═════ EXTRATO DE DADOS

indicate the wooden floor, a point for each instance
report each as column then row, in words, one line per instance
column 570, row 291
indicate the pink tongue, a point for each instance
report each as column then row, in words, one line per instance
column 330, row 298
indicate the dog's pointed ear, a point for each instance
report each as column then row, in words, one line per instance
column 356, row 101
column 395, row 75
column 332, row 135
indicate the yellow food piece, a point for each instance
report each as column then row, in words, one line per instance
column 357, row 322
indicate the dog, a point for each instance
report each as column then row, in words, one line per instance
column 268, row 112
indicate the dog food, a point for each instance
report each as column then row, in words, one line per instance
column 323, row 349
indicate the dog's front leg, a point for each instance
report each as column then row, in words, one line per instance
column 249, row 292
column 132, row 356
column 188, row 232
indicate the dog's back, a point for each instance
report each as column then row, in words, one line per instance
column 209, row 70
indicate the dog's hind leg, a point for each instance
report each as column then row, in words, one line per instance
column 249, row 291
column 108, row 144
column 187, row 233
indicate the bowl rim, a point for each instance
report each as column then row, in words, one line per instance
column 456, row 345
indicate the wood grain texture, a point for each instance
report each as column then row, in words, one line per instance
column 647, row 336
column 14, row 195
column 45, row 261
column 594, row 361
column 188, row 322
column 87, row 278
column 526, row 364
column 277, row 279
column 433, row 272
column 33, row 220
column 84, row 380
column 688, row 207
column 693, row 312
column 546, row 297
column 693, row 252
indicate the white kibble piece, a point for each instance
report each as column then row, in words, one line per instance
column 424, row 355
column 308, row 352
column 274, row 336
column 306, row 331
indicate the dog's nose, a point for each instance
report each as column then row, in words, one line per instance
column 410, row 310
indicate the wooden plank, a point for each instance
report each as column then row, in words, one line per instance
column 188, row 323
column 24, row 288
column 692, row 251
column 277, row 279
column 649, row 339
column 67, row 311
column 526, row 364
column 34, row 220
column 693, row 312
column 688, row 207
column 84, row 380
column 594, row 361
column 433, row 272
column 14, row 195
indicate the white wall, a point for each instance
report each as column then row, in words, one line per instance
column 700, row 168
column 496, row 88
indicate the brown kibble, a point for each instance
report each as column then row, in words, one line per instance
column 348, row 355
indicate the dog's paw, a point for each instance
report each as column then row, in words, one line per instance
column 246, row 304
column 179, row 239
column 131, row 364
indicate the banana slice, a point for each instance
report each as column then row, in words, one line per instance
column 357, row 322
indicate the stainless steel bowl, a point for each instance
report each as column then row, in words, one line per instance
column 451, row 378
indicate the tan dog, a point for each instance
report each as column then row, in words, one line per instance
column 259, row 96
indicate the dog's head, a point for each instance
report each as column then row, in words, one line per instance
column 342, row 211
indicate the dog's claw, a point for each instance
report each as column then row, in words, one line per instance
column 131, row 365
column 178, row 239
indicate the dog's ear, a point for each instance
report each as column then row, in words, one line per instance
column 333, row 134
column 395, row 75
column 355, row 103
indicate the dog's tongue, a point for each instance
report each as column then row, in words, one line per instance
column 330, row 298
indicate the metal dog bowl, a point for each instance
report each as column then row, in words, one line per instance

══════════

● O QUE FAZER:
Reescreva as linhas acima como uma lista numerada, omitindo as linhas em branco.

● EM RESPOSTA:
1. indicate the wooden floor, a point for each instance
2. report each as column then row, in words, one line per instance
3. column 570, row 291
4. indicate the pink tongue, a point for each instance
5. report each as column then row, in words, one line per instance
6. column 330, row 298
7. indicate the dog's pointed ear, a point for each instance
8. report each as column then row, in words, one line per instance
9. column 356, row 101
10. column 395, row 75
11. column 332, row 135
12. indicate the yellow food piece, a point for each instance
13. report each as column then row, in words, one line per instance
14. column 357, row 322
15. indicate the dog, a point for each instance
16. report each as column then row, in words, one line per instance
17. column 268, row 112
18. indicate the dog food, a point for each instance
19. report each as column then row, in words, one line per instance
20. column 323, row 349
21. indicate the dog's front leg, a point for each instance
22. report each as column then row, in words, one line per instance
23. column 249, row 292
24. column 132, row 356
25. column 188, row 232
26. indicate the dog's back, a point for each instance
27. report each as column then row, in words, one line per instance
28. column 209, row 70
29. indicate the dog's hind leg, a point for each instance
30. report each as column then row, in words, one line per instance
31. column 249, row 291
32. column 108, row 144
33. column 187, row 233
34. indicate the bowl rim, a point for each instance
35. report each as column then row, in words, one line per instance
36. column 456, row 345
37. indicate the wood grain texture, a point for each instance
38. report each as column then row, in words, one line per instance
39. column 647, row 336
40. column 14, row 195
41. column 45, row 261
42. column 594, row 361
43. column 188, row 322
44. column 87, row 278
45. column 526, row 364
46. column 277, row 279
47. column 433, row 272
48. column 33, row 220
49. column 84, row 380
50. column 688, row 207
51. column 693, row 312
52. column 546, row 297
53. column 693, row 252
54. indicate the white kibble piece, a point for each instance
55. report each as column then row, in words, one line per instance
56. column 424, row 355
57. column 308, row 352
58. column 274, row 336
59. column 306, row 331
60. indicate the dog's nose, a point for each instance
61. report each as column then row, in words, one line per instance
62. column 410, row 310
63. indicate the wooden plank, a point for each instance
64. report each as column then row, in words, one line per instance
65. column 188, row 323
66. column 24, row 288
67. column 692, row 251
68. column 277, row 279
69. column 649, row 339
70. column 67, row 311
71. column 526, row 364
72. column 34, row 220
73. column 693, row 312
74. column 688, row 207
75. column 84, row 380
76. column 594, row 361
77. column 433, row 272
78. column 14, row 195
79. indicate the white wall, a point for each instance
80. report each as column then row, in words, one line per instance
81. column 700, row 168
82. column 496, row 88
83. indicate the brown kibble, a point for each instance
84. report each as column then row, in words, one line per instance
85. column 348, row 355
86. indicate the dog's paw, a point for each instance
87. report each as column then row, in words, one line per instance
88. column 246, row 304
89. column 179, row 239
90. column 131, row 364
91. indicate the banana slice, a point for each instance
92. report each as column then row, in words, one line per instance
93. column 357, row 322
94. indicate the stainless steel bowl, a point for each instance
95. report each as column then row, in words, one line per instance
96. column 451, row 378
97. indicate the tan dog, a point for each instance
98. report each as column then row, in words, one line per instance
99. column 259, row 96
100. indicate the dog's head, a point for each instance
101. report each as column then row, in words, one line per instance
102. column 342, row 211
103. indicate the dog's claw, a point for each instance
104. report each as column then row, in words, one line per instance
105. column 131, row 365
106. column 178, row 239
107. indicate the dog's ear, a point for each instance
108. report each as column then row, in words, one line per instance
109. column 333, row 134
110. column 395, row 75
111. column 355, row 103
112. indicate the dog's tongue, a point for each instance
113. report each as column then row, in words, one line per instance
114. column 330, row 298
115. indicate the metal dog bowl, a point for each instance
116. report each as column then row, in words, one line per instance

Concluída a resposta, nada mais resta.